I am just so racked off with the useless fiddling they have done.
Apart from the known Mail-Exchange bug and the fact that Safari crashes, and now iTunes and Mail are crashing on me…

What is with the Address Book and iCal – they were perfectly good apps; now I can’t see overviews of my contacts on my 30″ screen, and can’t even see the appointment times easily in month view.
And since when did Apple encourage applications with non-standard titles bars?
Jesus wept.
My Mac is not an iPad, just as my iPad is not a Mac.
It is like they actually don’t want people to have large desktop Macs.
I am even starting to use Windows 7 apps (in a VM) as they are sometimes less annoying than the Apple ones.
The interactions should be different between a little 1024×768 screen with touch and a 2560×1600 screen with just a mouse and keyboard.
Oh sorry, they are.
On the iCal on the iPad the Today button is the bottom left; on the Mac iCal it is the top right.
And the “+” is bottom right and top left.

__Dataset records__
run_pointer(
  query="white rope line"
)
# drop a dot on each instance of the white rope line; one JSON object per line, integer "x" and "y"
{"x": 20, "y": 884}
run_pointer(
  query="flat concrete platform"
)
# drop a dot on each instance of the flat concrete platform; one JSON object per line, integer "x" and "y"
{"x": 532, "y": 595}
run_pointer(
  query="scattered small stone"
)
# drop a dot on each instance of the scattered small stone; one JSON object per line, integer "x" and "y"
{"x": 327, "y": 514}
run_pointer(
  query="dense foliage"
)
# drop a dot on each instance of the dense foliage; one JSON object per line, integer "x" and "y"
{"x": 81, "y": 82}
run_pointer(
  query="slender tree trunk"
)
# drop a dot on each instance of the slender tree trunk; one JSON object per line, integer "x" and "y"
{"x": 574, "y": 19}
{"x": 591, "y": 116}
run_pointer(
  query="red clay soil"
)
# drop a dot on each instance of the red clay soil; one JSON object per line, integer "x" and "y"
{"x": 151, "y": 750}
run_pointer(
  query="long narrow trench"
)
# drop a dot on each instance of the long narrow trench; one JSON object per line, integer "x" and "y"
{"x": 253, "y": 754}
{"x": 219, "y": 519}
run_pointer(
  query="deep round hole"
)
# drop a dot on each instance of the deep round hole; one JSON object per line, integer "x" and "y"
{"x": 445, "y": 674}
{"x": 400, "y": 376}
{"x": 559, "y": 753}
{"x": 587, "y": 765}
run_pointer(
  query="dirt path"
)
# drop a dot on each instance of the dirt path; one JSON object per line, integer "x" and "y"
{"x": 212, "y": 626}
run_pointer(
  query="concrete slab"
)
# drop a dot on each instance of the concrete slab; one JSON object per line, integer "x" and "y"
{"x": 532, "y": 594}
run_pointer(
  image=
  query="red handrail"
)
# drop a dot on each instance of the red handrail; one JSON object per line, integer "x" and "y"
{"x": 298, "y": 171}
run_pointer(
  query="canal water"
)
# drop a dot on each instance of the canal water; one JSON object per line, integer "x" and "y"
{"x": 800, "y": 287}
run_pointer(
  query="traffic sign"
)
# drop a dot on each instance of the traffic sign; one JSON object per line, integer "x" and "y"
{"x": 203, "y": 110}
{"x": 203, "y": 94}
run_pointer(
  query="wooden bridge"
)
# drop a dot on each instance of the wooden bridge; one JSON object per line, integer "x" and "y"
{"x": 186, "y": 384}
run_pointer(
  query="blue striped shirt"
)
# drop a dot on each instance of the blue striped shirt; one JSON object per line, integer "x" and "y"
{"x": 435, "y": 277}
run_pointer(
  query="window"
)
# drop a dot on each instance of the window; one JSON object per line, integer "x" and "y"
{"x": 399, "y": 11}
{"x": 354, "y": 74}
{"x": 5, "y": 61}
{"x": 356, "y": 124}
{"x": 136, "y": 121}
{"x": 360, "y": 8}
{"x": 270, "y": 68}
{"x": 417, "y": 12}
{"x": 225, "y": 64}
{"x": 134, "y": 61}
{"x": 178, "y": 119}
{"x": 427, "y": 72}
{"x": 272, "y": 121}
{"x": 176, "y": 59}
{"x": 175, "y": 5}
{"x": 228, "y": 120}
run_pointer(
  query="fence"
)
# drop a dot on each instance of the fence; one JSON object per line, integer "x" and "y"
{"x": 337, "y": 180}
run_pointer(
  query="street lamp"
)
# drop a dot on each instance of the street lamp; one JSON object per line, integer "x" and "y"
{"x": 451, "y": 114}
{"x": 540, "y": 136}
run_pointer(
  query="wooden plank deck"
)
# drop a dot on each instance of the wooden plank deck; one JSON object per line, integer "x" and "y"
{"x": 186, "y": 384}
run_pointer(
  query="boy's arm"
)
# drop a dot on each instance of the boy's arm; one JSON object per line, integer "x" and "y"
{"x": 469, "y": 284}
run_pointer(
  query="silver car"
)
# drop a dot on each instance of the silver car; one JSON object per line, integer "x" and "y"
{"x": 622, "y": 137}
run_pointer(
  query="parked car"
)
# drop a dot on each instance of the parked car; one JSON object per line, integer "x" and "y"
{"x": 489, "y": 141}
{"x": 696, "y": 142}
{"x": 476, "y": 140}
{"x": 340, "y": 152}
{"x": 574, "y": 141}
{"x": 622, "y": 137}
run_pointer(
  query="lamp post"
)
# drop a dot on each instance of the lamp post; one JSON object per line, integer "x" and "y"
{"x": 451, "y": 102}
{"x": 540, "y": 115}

__Task description__
Quote the passage about Apple's desktop apps above between "It is like they" and "the Apple ones.", inclusive.

__Exercise response__
It is like they actually don’t want people to have large desktop Macs.
I am even starting to use Windows 7 apps (in a VM) as they are sometimes less annoying than the Apple ones.